# What you are asked to do
Skip every picture, then write out exactly the lines of the listing below from the line that contains "Expected: for every instance of the snow-covered ground" through the final line.

# Dataset entries
================

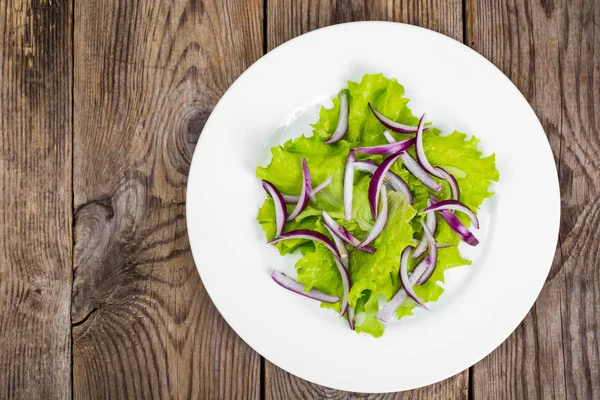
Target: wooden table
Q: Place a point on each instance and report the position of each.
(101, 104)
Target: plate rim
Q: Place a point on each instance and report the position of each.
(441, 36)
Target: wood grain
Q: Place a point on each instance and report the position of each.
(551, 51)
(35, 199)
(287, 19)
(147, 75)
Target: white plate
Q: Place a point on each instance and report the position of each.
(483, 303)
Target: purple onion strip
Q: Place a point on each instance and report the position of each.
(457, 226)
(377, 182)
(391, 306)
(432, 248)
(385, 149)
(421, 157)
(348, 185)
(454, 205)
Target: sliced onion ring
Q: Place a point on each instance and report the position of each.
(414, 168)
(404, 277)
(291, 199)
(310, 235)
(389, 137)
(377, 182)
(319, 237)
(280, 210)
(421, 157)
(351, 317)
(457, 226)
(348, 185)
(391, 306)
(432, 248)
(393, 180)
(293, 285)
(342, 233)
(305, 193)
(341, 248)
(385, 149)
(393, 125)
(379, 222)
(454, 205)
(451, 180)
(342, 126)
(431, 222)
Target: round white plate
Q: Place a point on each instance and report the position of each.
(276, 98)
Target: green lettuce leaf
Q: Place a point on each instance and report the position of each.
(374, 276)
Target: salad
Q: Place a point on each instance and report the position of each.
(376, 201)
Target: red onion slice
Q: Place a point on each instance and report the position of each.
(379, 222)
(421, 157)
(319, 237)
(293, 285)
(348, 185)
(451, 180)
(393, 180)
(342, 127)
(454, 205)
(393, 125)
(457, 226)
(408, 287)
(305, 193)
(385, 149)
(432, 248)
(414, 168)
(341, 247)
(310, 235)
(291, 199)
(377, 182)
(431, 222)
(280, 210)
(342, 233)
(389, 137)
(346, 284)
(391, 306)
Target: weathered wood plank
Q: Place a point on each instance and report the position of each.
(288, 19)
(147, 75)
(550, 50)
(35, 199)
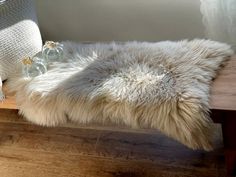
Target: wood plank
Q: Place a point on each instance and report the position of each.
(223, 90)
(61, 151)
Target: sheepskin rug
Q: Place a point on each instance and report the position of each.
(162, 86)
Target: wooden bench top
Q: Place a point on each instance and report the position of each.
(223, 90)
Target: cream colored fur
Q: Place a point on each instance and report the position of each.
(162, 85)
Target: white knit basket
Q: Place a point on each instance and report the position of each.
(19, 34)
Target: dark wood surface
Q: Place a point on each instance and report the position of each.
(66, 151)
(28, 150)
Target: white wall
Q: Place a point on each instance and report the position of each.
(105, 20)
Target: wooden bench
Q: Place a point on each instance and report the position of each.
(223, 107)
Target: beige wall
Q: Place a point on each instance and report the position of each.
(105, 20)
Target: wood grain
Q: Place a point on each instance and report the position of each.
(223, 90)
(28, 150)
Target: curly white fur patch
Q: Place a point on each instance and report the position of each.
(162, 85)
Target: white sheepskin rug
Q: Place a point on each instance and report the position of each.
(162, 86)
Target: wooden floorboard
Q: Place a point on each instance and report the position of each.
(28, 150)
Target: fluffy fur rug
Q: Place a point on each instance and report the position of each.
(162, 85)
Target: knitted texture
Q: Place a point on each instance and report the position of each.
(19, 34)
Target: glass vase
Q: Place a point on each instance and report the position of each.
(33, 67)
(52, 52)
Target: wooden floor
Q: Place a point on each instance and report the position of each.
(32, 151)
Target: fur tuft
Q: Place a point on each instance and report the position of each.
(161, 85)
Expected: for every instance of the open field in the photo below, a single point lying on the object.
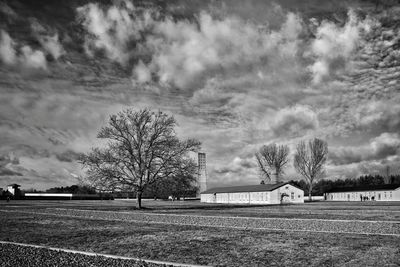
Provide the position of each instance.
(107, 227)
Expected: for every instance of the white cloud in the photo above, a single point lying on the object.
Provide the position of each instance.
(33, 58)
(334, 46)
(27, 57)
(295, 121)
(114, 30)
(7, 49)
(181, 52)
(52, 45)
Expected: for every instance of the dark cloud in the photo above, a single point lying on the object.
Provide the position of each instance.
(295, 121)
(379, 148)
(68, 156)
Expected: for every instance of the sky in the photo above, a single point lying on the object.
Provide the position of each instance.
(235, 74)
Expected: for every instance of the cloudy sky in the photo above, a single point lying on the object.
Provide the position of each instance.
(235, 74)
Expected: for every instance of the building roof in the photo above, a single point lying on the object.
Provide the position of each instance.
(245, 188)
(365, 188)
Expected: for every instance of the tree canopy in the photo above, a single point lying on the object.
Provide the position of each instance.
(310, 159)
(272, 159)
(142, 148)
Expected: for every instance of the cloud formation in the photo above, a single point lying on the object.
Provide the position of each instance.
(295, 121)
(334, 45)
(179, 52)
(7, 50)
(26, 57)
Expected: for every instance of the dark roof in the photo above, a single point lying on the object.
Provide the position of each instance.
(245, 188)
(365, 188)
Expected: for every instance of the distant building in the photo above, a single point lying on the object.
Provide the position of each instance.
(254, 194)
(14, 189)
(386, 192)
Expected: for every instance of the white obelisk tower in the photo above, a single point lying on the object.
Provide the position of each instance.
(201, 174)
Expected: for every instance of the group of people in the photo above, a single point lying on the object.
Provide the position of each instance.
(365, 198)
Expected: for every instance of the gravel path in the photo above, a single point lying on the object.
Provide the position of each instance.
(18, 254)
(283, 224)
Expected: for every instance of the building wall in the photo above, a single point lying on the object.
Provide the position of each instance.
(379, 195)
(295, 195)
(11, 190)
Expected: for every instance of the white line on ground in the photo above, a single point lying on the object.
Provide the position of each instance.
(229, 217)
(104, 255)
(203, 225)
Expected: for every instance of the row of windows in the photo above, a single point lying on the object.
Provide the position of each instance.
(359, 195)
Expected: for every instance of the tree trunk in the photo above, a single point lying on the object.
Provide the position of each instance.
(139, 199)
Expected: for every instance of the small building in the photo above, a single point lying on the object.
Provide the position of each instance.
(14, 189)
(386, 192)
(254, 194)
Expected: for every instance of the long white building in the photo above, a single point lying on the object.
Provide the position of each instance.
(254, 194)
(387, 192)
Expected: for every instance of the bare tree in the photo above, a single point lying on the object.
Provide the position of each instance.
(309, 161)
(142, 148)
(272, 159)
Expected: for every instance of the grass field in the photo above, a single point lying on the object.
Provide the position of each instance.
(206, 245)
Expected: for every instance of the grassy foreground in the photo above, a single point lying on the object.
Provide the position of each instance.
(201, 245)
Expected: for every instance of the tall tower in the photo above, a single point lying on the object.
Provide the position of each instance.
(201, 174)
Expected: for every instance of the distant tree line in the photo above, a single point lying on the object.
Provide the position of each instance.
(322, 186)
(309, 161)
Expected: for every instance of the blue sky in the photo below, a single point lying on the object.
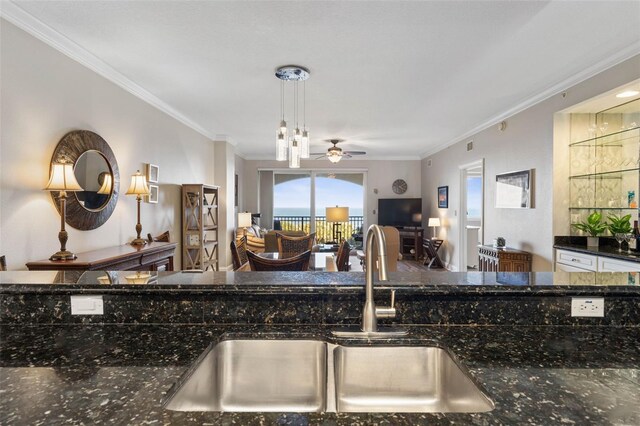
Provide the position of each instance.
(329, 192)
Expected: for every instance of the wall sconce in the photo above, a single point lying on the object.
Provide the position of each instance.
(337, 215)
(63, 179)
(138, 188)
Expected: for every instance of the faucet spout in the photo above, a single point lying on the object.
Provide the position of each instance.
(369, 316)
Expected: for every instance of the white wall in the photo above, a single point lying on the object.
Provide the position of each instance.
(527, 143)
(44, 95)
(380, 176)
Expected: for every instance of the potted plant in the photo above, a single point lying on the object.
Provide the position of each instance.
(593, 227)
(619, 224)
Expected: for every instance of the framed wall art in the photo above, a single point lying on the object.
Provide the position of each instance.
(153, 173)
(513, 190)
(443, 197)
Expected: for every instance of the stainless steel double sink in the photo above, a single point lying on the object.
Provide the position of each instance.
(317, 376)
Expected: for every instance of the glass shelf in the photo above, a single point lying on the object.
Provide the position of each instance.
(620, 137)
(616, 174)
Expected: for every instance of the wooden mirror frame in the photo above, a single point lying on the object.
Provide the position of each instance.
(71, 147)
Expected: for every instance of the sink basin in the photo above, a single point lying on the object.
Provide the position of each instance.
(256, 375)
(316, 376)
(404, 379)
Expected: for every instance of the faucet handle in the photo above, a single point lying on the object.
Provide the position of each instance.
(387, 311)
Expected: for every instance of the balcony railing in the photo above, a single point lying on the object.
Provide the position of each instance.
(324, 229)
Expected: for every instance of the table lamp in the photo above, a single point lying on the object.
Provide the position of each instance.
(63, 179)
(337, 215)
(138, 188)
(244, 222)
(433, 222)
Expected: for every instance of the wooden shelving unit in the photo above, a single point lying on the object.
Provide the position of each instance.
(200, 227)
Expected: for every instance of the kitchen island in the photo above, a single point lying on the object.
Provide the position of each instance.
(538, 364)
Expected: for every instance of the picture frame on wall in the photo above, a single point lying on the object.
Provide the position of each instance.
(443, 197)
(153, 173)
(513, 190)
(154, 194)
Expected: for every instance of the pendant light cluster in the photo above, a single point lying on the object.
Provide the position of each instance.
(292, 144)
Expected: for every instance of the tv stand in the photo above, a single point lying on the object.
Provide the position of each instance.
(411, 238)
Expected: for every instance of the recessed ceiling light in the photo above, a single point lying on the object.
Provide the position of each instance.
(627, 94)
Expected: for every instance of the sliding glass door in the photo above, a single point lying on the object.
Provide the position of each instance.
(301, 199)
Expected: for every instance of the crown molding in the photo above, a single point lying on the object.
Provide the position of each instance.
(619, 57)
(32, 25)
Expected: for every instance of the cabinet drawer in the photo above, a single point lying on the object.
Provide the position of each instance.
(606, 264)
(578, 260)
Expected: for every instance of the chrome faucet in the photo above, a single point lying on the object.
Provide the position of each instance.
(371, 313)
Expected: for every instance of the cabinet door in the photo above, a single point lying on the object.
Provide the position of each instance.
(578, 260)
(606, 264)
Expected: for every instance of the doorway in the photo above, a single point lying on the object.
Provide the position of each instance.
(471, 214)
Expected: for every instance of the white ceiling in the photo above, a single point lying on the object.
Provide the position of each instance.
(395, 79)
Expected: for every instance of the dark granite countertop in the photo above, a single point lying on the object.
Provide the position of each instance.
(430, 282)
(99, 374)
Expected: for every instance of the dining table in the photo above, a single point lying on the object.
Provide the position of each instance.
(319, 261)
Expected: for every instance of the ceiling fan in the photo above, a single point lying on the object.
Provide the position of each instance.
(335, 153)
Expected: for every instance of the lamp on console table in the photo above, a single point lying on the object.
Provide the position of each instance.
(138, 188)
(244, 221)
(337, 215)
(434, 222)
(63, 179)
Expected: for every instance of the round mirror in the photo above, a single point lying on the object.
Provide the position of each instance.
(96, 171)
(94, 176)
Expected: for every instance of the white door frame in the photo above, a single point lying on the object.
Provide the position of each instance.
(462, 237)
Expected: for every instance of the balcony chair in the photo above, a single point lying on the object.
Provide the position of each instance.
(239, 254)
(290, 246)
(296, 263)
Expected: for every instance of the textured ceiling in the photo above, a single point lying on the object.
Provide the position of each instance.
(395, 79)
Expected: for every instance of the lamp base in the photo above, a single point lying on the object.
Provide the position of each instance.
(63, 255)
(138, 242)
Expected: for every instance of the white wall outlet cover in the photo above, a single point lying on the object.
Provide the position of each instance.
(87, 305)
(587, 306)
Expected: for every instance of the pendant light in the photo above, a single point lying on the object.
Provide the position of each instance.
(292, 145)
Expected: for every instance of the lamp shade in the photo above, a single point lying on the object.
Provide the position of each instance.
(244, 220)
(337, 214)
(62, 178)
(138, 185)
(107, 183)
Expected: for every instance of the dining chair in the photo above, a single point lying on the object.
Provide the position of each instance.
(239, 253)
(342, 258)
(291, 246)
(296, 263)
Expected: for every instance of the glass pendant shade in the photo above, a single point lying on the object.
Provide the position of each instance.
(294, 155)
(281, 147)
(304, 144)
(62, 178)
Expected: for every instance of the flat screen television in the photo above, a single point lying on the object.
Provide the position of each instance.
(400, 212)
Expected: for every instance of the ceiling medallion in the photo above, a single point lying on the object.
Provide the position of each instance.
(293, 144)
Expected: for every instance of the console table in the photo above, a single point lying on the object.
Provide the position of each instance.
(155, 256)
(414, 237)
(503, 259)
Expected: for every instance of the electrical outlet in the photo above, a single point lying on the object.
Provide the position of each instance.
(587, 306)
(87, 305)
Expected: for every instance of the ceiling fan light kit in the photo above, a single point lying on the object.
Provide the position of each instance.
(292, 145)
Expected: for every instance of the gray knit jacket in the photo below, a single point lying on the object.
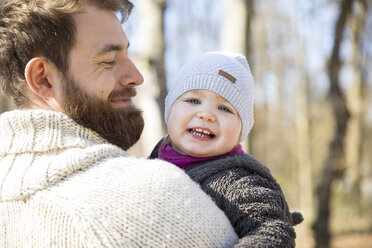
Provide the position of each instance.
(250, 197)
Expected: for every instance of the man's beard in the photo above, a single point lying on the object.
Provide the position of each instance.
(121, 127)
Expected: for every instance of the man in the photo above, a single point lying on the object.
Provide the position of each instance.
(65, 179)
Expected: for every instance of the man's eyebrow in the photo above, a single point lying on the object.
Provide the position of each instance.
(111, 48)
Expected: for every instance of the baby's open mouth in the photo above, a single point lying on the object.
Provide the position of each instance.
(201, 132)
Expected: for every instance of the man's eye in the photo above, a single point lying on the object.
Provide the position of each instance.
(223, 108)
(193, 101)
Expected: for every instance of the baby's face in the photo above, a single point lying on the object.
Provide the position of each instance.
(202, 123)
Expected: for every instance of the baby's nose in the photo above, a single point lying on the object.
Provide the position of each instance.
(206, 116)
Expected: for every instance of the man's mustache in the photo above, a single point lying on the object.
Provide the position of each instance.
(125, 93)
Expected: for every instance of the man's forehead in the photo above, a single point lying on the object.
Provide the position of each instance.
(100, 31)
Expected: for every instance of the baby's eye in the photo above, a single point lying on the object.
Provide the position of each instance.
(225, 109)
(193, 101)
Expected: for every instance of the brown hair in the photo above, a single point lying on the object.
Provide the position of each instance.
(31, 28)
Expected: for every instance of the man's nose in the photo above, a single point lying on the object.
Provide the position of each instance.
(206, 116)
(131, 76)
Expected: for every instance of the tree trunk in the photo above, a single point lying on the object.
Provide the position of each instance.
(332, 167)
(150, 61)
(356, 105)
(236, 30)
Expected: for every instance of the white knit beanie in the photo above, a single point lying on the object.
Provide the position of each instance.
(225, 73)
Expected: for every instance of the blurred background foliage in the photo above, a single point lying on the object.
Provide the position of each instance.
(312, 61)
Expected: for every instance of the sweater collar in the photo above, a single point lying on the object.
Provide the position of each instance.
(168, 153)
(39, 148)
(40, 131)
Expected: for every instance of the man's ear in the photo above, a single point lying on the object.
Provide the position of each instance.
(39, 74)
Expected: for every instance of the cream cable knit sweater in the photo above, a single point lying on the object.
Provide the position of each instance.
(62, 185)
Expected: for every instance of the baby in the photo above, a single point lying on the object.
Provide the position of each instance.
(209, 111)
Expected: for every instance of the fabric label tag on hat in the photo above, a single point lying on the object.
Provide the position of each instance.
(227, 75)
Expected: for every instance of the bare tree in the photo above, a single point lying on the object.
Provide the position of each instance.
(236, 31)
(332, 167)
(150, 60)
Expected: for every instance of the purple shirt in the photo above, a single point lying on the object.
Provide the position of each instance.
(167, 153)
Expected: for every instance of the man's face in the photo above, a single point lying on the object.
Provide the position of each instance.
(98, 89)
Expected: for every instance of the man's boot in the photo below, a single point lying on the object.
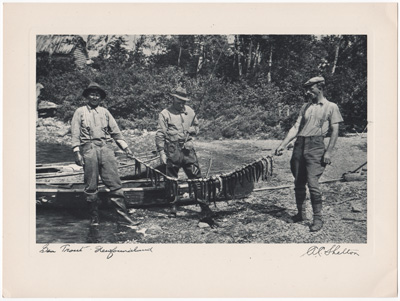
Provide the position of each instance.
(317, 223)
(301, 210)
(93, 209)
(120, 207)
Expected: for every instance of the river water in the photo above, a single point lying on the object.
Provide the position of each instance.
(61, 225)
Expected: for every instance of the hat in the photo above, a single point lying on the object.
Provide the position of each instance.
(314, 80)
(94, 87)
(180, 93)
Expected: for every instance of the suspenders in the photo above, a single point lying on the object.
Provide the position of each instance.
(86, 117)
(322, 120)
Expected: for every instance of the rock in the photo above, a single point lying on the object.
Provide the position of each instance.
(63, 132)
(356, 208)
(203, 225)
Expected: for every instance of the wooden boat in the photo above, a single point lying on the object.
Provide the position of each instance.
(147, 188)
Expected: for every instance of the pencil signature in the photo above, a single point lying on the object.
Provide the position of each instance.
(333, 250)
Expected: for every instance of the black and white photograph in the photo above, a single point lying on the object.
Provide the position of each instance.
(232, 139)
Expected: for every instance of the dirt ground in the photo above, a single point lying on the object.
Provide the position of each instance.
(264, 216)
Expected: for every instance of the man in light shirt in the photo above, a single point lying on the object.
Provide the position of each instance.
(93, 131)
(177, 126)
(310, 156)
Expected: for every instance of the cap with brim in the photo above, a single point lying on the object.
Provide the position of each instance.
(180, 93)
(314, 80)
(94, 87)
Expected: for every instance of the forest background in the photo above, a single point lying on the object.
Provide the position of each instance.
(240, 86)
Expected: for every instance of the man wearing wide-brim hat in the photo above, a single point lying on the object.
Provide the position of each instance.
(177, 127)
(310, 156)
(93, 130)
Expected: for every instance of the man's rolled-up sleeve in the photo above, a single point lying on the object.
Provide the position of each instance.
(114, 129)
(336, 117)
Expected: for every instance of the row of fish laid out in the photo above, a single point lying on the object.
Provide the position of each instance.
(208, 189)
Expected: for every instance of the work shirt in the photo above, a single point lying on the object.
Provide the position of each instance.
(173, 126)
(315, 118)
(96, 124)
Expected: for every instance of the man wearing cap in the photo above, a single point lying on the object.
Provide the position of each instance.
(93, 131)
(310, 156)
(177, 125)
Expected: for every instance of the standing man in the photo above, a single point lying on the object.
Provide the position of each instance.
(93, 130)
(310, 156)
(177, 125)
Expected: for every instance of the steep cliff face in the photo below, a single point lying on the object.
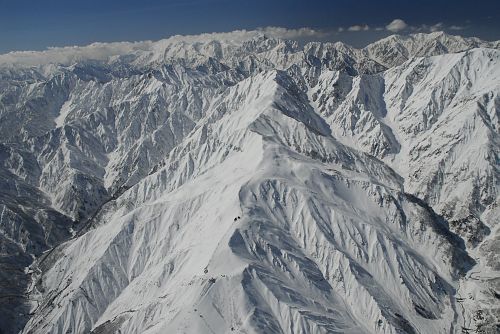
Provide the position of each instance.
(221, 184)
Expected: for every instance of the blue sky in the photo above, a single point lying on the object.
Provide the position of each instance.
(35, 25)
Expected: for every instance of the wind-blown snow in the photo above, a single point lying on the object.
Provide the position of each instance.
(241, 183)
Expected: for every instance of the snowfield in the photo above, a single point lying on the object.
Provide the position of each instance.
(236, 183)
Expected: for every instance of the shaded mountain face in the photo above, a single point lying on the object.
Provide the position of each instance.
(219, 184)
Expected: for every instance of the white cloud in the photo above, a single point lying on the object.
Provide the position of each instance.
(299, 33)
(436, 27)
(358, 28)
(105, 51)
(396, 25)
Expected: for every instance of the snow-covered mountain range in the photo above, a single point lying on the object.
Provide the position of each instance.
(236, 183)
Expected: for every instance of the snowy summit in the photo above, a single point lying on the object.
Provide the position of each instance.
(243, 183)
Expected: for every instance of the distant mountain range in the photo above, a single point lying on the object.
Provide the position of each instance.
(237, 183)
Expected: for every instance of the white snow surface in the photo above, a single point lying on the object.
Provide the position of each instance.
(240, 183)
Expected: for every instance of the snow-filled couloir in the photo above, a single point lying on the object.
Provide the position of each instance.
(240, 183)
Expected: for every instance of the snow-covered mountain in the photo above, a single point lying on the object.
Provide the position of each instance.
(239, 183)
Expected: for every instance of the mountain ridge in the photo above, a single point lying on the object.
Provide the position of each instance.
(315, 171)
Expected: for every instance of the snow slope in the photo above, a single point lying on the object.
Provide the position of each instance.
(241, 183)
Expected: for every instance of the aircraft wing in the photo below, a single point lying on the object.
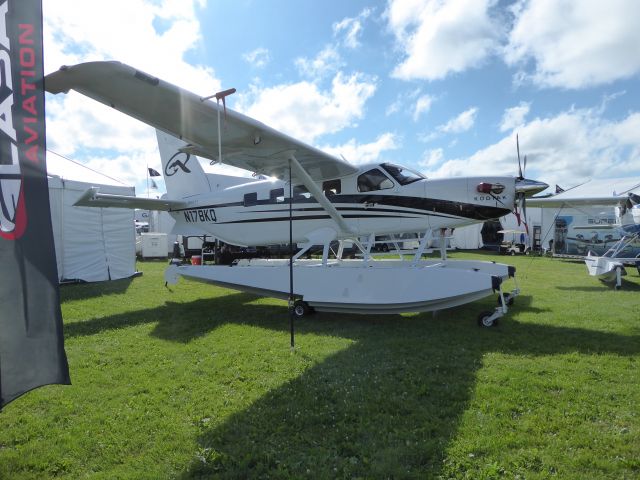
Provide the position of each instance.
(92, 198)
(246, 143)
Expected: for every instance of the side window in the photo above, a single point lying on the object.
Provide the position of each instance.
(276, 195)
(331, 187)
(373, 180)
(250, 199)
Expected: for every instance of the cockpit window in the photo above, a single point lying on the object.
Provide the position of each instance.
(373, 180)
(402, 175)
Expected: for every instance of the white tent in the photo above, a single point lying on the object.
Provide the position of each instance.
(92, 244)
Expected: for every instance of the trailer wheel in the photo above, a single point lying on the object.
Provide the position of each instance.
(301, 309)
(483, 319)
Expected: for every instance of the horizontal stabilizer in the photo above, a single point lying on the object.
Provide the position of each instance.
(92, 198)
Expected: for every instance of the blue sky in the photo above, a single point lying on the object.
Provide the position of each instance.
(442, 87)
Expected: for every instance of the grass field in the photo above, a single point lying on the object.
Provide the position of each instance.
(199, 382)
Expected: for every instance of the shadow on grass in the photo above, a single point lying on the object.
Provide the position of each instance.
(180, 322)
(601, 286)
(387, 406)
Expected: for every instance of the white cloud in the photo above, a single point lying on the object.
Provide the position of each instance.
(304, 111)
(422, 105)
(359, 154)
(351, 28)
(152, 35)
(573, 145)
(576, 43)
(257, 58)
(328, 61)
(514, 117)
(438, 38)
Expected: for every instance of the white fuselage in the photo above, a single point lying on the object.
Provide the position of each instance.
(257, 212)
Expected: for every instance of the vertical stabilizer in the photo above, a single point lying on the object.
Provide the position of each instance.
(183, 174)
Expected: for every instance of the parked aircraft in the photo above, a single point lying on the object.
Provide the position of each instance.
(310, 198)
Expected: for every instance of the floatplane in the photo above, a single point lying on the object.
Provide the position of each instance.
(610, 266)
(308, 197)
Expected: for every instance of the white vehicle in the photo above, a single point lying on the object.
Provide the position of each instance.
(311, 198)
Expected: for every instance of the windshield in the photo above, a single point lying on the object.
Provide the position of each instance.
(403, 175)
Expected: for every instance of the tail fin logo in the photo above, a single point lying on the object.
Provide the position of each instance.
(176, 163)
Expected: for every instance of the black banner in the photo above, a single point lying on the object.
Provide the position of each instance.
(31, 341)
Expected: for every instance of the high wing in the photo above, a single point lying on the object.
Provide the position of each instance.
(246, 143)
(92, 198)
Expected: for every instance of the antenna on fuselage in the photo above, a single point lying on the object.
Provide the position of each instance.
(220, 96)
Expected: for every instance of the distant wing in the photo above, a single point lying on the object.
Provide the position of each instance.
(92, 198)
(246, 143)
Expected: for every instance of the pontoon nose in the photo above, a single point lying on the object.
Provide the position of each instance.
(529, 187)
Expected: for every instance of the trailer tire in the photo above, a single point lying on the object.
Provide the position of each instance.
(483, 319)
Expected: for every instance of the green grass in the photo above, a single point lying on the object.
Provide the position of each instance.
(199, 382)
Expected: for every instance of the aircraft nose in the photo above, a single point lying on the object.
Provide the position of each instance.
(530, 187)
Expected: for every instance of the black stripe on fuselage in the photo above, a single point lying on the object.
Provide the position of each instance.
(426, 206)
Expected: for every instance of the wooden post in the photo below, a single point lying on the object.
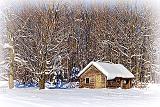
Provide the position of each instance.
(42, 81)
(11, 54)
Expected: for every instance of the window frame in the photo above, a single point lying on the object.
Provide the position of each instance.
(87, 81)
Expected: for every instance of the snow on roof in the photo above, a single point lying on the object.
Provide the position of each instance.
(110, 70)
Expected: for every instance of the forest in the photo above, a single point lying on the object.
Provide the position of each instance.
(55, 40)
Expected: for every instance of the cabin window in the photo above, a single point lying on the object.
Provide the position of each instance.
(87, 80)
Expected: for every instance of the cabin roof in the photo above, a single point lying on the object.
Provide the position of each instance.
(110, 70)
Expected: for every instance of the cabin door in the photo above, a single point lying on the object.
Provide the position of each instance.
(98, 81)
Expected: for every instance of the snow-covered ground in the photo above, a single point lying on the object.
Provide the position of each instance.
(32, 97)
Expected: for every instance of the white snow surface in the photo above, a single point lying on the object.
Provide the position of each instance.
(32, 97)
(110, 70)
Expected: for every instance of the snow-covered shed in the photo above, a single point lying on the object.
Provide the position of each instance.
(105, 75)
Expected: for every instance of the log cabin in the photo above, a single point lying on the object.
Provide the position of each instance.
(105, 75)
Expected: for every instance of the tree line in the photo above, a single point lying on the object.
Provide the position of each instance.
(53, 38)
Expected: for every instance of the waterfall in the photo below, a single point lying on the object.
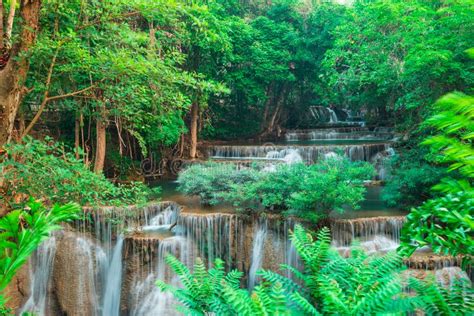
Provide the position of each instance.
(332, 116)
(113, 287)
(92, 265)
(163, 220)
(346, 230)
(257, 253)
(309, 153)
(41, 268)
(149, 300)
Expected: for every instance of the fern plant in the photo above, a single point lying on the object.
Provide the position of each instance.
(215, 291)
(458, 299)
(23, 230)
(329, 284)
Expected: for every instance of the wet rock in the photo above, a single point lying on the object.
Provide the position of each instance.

================

# Task answer
Expected: for every instance of the snow-covered ground in the photo above, a single point lying on the object.
Provide the position of each instance.
(32, 97)
Expected: for every instance of the white snow surface in the photo above, a single point lying on the object.
Provide the position of each instance.
(32, 97)
(110, 70)
Expected: for every instance of the snow-covered shed in the photo above, a single point lying on the object.
Provide the position of each instance.
(105, 75)
Expected: for every instance of the log cabin in the photo above, a single point lying on the object.
Provide the position of each instance.
(105, 75)
Expected: for every instance of the tree line in the photo above, a single point lying on the object.
Provide the position of each instance.
(53, 38)
Expected: for every instance of the waterfall in the photo below, a single point lying on the object.
Provide the position of each instance.
(332, 116)
(113, 287)
(92, 265)
(163, 220)
(346, 230)
(257, 253)
(309, 153)
(41, 268)
(149, 300)
Expected: for every instance of the fern plant in the photo above, a single point lying on the object.
Provide the position of each instance.
(215, 291)
(458, 299)
(23, 230)
(329, 284)
Expected: for every instance of the wet rock in the photo above, a single point lying on the object.
Provide the position of each instance.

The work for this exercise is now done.